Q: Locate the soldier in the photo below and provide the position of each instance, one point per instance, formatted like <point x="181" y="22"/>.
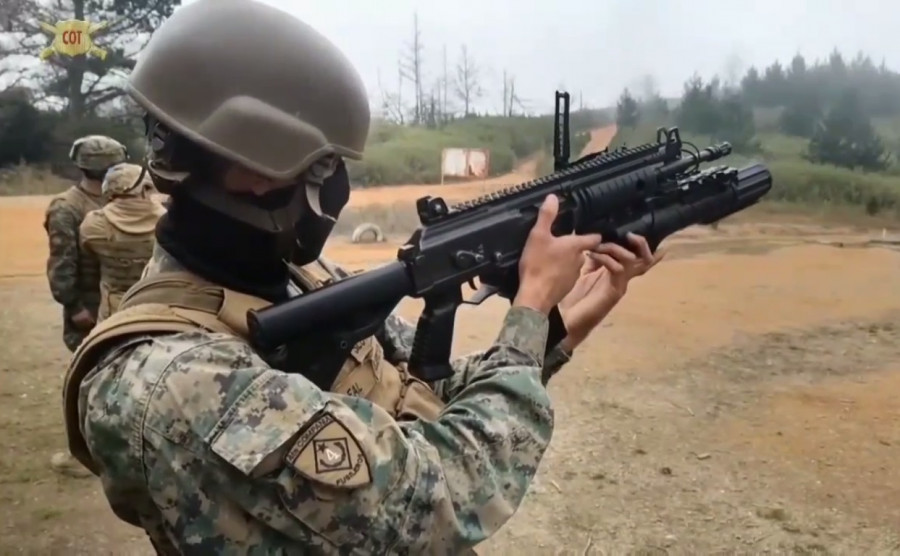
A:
<point x="74" y="284"/>
<point x="118" y="238"/>
<point x="214" y="447"/>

■ ■ ■ ■ ■ ■ ■

## TASK BRIEF
Exclude every picture and restate the listing word for word.

## OUTPUT OF THE TASK
Q: Locate the soldier in the photo below and provide the position of each instance, one point per instance, formatted like <point x="181" y="22"/>.
A:
<point x="74" y="284"/>
<point x="118" y="238"/>
<point x="214" y="447"/>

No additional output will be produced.